Extracted information —
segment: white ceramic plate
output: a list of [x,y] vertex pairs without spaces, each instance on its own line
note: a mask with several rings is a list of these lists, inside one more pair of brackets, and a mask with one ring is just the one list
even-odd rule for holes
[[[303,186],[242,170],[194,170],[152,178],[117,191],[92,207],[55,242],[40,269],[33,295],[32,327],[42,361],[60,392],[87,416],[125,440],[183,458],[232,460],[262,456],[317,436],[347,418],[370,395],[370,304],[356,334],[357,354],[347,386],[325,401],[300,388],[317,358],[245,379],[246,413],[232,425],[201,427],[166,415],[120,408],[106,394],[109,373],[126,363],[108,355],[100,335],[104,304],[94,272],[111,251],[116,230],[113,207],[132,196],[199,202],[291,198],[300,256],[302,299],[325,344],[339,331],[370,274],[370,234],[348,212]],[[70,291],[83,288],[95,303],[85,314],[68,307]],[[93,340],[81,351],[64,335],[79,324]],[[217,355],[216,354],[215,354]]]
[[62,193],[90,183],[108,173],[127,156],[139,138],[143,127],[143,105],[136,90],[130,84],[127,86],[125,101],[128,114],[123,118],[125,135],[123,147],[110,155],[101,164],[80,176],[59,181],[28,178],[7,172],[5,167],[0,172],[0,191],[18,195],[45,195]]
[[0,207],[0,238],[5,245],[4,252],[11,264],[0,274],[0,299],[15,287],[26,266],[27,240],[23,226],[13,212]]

Instruction — Shift every x and y coordinate in the answers above by 145, and copy the rest of the items unchanged.

Response below —
segment: white ceramic plate
output: a list of [x,y] vertex pairs without spaces, each instance on its own line
note: a mask with several rings is a list of these lists, inside one more pair of brackets, and a mask with one ring is just the one list
even-odd rule for holes
[[[448,331],[387,315],[339,315],[297,323],[262,336],[237,352],[200,387],[185,414],[178,440],[177,472],[187,506],[205,537],[232,561],[270,585],[328,603],[377,605],[407,601],[462,581],[492,563],[515,540],[515,449],[501,479],[502,499],[492,531],[470,546],[445,533],[462,503],[390,524],[391,558],[377,570],[346,572],[311,560],[265,553],[251,539],[254,518],[271,508],[253,500],[245,480],[249,449],[239,417],[256,396],[261,375],[258,352],[277,341],[344,347],[436,343],[445,401],[447,444],[470,489],[484,476],[515,419],[515,379],[493,357]],[[215,436],[228,433],[240,448],[230,459],[213,452]],[[238,485],[226,496],[209,480],[224,469]],[[362,500],[361,499],[360,499]]]
[[207,338],[235,328],[253,318],[272,301],[284,283],[288,272],[288,250],[281,235],[275,229],[272,231],[270,246],[273,259],[268,263],[270,280],[268,292],[255,300],[246,309],[225,321],[204,326],[173,323],[152,317],[150,312],[145,317],[145,336],[163,340],[190,340]]
[[145,352],[145,383],[150,390],[149,397],[156,409],[145,419],[145,444],[160,432],[171,411],[172,385],[168,371],[158,357]]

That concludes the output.